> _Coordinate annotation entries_
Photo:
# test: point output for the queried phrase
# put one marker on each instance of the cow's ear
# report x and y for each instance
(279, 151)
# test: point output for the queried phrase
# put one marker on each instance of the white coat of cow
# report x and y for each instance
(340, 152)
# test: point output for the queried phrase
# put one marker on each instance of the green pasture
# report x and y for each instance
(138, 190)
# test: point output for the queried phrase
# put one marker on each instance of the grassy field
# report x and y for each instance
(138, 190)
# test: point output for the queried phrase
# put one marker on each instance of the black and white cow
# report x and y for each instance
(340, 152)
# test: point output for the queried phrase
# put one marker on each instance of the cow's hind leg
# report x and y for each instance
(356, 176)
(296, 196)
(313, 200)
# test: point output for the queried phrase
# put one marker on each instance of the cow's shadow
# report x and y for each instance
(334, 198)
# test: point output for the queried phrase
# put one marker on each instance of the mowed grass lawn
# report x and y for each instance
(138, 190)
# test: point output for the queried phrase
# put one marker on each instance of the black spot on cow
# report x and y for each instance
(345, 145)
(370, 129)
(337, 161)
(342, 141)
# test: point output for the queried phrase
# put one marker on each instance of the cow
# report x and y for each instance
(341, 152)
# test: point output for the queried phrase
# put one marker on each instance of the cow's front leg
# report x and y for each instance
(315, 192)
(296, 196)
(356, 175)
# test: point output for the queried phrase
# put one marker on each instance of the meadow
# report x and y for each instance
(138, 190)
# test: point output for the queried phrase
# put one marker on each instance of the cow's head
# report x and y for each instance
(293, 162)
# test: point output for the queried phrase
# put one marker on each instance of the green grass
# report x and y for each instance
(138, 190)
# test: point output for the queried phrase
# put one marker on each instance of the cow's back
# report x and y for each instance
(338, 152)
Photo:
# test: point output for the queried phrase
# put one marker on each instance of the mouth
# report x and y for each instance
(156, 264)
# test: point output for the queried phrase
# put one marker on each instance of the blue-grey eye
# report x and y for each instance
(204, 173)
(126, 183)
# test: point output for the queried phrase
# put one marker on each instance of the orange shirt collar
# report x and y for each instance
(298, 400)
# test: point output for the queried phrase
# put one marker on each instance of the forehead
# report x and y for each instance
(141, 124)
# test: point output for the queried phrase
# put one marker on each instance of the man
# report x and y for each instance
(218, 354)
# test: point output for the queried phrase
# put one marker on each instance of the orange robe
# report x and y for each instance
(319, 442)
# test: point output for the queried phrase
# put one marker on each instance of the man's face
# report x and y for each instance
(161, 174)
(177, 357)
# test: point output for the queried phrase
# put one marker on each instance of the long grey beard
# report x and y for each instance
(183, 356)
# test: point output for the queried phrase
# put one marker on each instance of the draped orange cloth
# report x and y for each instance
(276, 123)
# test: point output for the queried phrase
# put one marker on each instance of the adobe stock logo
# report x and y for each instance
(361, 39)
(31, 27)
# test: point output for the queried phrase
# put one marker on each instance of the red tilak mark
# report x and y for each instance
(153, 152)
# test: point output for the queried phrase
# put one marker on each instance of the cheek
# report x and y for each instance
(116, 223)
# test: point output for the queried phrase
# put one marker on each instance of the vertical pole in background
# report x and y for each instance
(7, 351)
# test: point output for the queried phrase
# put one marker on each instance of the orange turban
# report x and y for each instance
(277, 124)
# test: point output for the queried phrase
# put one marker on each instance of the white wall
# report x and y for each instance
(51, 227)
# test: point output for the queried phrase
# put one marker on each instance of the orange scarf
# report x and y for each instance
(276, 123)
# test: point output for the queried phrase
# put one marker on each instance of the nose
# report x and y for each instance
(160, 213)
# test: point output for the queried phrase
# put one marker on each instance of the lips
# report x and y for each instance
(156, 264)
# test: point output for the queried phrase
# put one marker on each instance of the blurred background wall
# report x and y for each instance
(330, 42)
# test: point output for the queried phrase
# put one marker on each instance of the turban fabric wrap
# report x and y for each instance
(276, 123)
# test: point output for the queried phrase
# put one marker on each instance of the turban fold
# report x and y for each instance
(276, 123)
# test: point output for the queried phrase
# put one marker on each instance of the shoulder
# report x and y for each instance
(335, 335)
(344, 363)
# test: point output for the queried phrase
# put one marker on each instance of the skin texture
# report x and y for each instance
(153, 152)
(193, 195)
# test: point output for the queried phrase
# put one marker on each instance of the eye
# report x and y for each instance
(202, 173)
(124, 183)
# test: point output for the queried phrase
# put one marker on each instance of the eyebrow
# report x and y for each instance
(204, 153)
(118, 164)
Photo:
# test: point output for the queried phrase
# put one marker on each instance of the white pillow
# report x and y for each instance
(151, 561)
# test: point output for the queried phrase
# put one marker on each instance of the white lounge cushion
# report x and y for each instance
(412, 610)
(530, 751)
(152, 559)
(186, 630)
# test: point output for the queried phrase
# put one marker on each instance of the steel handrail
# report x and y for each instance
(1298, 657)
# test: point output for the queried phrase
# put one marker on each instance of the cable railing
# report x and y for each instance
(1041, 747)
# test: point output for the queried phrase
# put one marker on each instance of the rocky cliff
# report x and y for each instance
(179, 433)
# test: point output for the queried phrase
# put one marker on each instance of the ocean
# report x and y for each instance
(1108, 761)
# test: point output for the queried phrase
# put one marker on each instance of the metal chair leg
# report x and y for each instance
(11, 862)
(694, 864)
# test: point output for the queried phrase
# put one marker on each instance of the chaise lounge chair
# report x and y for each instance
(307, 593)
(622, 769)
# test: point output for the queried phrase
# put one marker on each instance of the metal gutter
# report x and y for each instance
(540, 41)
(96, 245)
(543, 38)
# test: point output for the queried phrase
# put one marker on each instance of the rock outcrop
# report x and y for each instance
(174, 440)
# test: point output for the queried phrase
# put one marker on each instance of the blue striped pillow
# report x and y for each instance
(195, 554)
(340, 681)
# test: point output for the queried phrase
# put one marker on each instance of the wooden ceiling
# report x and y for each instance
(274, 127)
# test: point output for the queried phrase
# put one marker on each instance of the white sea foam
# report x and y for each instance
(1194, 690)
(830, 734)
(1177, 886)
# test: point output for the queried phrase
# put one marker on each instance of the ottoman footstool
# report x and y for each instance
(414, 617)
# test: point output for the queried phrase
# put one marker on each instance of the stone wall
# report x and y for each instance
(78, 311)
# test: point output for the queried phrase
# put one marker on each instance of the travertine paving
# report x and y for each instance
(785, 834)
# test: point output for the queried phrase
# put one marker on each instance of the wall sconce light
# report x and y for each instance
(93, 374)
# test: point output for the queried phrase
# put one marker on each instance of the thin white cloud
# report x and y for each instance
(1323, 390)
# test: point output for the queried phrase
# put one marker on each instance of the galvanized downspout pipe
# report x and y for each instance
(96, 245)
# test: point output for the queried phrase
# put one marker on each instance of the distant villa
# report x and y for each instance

> _Task directions_
Restate the data above exactly, keeping each word as it stands.

> _Written response_
Photo:
# test: point output for the queried phrase
# put one marker on each instance of the cow's ear
# report x and y for each instance
(279, 151)
# test: point output for the queried phrase
# put one marker on each instance of the white coat of cow
# report x and y for each instance
(340, 152)
# test: point output for the queried phrase
# put one marker on each instance of the green pasture
# report x and y for each instance
(138, 190)
# test: point output for the queried phrase
# put one marker on each instance of the grassy field
# report x and y for each instance
(138, 190)
# test: point output for the queried phrase
# put one marker on each instance of the black and white cow
# report x and y for each instance
(340, 152)
# test: point output for the queried phrase
# put one marker on each instance of the cow's hind leg
# report x and y for each instance
(356, 176)
(296, 196)
(313, 200)
# test: point output for the queried phrase
# put one marker on each instance of the cow's shadow
# report x and y for each instance
(334, 198)
# test: point output for the queried phrase
# put one marker on each instance of the mowed grass lawn
# report x and y for each instance
(138, 190)
# test: point output for the queried phrase
# put one marker on each instance of the black spot on cow
# report x and y for each instance
(345, 145)
(370, 129)
(337, 161)
(342, 141)
# test: point output for the queried phrase
# put one marker on each instance of the cow
# report x and y for each instance
(341, 152)
# test: point output for the queried phrase
# put one marker on each instance of the cow's front leg
# report x and y for each instance
(315, 192)
(296, 196)
(356, 175)
# test: point output for the queried phrase
# put one marker on each instance of the meadow
# report x and y for each instance
(138, 190)
# test: point output for the queried phrase
# put one marker on each instance of the cow's head
# report x and y for each instance
(293, 162)
# test: point output for the queried phrase
# put one marker on each instance of the green grass
# report x and y for each instance
(138, 190)
# test: point output for the queried phrase
# put one marker on each instance of the cow's back
# report x and y for each instance
(338, 152)
Photo:
# test: point output for the queried phrase
# put one marker on each instance of the mouth
# report x and y for each instance
(156, 264)
# test: point output for the queried phrase
# put one marker on each instance of the blue-grey eye
# report x and y for each instance
(204, 173)
(126, 183)
# test: point output for the queried phrase
# put one marker on each instance of the orange shirt collar
# report x and y for each instance
(298, 400)
# test: point output for the queried phrase
# put one marker on each instance of the forehead
# report x and y for each instance
(141, 124)
# test: point output for the queried phrase
# put one marker on each instance of the man
# report x and y for each instance
(218, 354)
# test: point output for the queried phrase
# put one marker on each instance of the orange robe
# report x and y for each instance
(319, 442)
# test: point output for the queried phrase
# put one marker on each instance of the man's face
# report x and y for each instance
(161, 174)
(177, 357)
# test: point output for the queried phrase
# put one marker on each instance of the long grey beard
# report x and y for each instance
(183, 356)
# test: point output for the queried phrase
# put one marker on each instance of the draped orange cloth
# report x and y for each instance
(276, 123)
# test: point output for the queried phrase
# put one marker on each instance of the adobe stock logo
# report x and y for each instance
(361, 39)
(31, 27)
# test: point output for the queried phrase
# put one marker on each instance of the red tilak mark
# report x and y for each instance
(153, 152)
# test: point output for the queried phrase
# put one marker on each instance of the cheek
# report x and y for each instance
(116, 223)
# test: point output for the queried phrase
# put one marker on each instance of the vertical pole in background
# report x and y for each instance
(7, 351)
# test: point output for the queried phrase
# put one marker on each instance of the orange turban
# report x and y for each instance
(277, 124)
# test: point output for the queried phrase
# put one marker on each instance of the white wall
# report x and y for each instance
(51, 227)
# test: point output for the queried phrase
# put one marker on each instance of the orange scarf
# report x and y for each instance
(276, 123)
# test: point output for the queried phrase
# put one marker on each instance of the nose
# report x and y for each instance
(160, 213)
# test: point output for the queried phrase
# put one marker on each instance of the lips
# report x and y for each instance
(156, 264)
# test: point output for the queried phrase
# put one marker on each instance of the blurred background wall
# report x and y for each instance
(330, 42)
# test: point output for the queried phrase
# put one marker on each instance of the turban fabric wrap
# report x and y for each instance
(276, 123)
# test: point output for the queried phrase
# put one marker on each instance of the turban fold
# report x and y for each instance
(276, 123)
# test: point output for the queried phrase
# put one marker on each instance of the shoulder
# report x and y for each instance
(335, 335)
(344, 363)
# test: point output for the queried phrase
# put one marker on each instance of the skin texture
# report x and y for each instance
(153, 152)
(193, 195)
# test: point output for the queried phrase
# put one marker on each instance of the eye
# report x and y for each instance
(202, 173)
(124, 183)
# test: point output for the queried phrase
# put one marker on each instance of the eyebrow
# report x and y for each instance
(204, 153)
(118, 164)
Photo:
# test: point output for the queried phrase
# put one marker on each instance of the white pillow
# report x and y for each instance
(151, 561)
# test: point output for the queried phrase
# put one marker on each instance of the white lounge cushion
# report x and y for each instance
(412, 610)
(530, 751)
(152, 559)
(186, 630)
# test: point output for the queried phrase
# put one marker on each instance of the steel handrail
# report x and y for each instance
(1298, 657)
# test: point output for the queried phrase
# put one marker on each instance of the cable railing
# report x and y for each instance
(1041, 747)
# test: point output for the queried phrase
# put one marker on each instance of the rocky cliff
# report x and y for each instance
(179, 433)
# test: point output for the queried phrase
# put one marker on each instance of the ocean
# report x and y for each instance
(1108, 761)
# test: point output for the queried phrase
# put one marker on each instance of the metal chair leg
# report x and y for each instance
(11, 862)
(694, 864)
# test: point output for the queried phrase
# put one marker on each instance of the chaise lounge chair
# report x and y for each instance
(307, 593)
(622, 769)
# test: point output for the queried phrase
# put one marker on each instance of the metal gutter
# report x and y for each instance
(540, 41)
(96, 245)
(543, 38)
# test: point output for the queried phrase
# put one marker on each instance of the rock outcrop
# report x and y for each instance
(174, 440)
# test: point output for the queried phrase
# put one marker on each instance of the blue striped pillow
# report x and y for each instance
(195, 554)
(340, 681)
# test: point output for the queried phrase
# put one marker on each instance of the wooden ceiling
# report x and y for each instance
(274, 127)
# test: point output for the queried phrase
# put one marker on each instance of the white sea foam
# report x and y for each instance
(1194, 690)
(830, 734)
(1177, 886)
# test: point output for the queried phrase
# put one marker on each instance of the ottoman footstool
# report x and y for each instance
(414, 617)
# test: point output for the queried phrase
# put one marker on each instance of the stone wall
# report x and y for each instance
(78, 311)
# test: point output for the queried phrase
# put one marker on each instance of the travertine paving
# report x and y for each instance
(785, 834)
# test: point output for the queried phrase
# put one marker on each instance of the wall sconce light
# report x and y for each instance
(93, 374)
# test: point output for the queried phrase
# put one marker on each instance of the thin white cloud
# report x and y for each instance
(1323, 390)
# test: point output for the queried phrase
# put one marker on each instance of the galvanized downspout pipe
# report x and y for each instance
(96, 245)
# test: point output for the queried phrase
# put one marker on each instance of the distant villa
# report x and y for each instance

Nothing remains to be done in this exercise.